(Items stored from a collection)
········

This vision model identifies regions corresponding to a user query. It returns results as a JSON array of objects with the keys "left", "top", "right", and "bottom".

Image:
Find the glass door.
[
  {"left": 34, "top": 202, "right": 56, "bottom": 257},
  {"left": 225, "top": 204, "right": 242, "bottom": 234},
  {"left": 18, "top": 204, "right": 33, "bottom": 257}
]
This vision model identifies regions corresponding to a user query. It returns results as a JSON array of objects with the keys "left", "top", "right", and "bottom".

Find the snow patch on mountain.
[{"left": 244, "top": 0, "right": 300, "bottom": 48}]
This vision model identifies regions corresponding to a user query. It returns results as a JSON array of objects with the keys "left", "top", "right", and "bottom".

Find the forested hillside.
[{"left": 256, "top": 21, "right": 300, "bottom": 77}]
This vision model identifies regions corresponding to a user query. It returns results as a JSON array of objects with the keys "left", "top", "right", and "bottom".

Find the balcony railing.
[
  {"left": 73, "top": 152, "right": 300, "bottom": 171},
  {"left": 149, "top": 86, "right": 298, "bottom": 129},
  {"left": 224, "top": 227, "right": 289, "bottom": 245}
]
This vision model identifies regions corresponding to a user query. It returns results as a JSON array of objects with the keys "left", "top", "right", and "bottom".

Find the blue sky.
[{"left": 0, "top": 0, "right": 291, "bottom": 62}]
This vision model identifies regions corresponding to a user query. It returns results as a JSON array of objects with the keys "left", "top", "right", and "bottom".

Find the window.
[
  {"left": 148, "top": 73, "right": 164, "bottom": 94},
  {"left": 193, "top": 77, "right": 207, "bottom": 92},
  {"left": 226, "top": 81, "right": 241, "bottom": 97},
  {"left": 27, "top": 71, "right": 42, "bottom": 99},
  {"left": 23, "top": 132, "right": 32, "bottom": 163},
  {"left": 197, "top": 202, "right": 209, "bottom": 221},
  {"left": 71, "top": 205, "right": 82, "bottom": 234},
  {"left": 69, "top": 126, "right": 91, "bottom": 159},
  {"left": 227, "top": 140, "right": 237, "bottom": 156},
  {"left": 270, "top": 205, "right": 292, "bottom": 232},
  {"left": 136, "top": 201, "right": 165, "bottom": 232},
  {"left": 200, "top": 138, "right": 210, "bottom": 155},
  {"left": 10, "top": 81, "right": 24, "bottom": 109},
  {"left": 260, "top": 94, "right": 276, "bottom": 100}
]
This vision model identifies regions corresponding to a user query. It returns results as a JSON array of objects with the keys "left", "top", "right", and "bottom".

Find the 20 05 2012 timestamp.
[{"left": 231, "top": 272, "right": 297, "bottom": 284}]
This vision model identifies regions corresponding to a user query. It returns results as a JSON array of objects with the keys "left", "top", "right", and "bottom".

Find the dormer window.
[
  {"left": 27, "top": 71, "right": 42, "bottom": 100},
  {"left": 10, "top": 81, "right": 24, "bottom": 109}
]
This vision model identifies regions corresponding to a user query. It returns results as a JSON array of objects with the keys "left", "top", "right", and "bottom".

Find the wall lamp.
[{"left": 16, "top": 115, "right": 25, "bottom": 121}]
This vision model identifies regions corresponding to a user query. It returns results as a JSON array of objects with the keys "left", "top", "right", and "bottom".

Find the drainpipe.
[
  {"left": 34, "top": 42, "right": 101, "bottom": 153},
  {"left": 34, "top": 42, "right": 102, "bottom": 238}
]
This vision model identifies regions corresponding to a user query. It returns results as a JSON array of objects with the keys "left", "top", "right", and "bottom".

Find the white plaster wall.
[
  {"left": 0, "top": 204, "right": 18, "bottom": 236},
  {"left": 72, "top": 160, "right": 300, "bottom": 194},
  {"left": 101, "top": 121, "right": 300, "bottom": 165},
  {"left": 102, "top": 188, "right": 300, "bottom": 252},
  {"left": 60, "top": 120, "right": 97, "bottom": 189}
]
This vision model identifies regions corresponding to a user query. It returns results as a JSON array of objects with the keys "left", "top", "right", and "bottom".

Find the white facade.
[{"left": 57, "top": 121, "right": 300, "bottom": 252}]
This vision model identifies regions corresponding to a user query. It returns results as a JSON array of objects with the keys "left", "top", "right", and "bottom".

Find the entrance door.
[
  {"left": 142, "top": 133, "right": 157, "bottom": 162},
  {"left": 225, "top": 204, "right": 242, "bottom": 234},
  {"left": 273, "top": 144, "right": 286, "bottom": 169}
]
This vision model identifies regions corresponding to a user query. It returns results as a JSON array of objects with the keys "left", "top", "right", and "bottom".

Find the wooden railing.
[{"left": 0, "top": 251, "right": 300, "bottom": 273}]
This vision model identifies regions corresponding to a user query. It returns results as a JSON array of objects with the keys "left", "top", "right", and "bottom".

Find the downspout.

········

▶ REQUEST:
Please count the lines above that contain the word "door". Reply with only that number.

▶ EXERCISE ANSWER:
2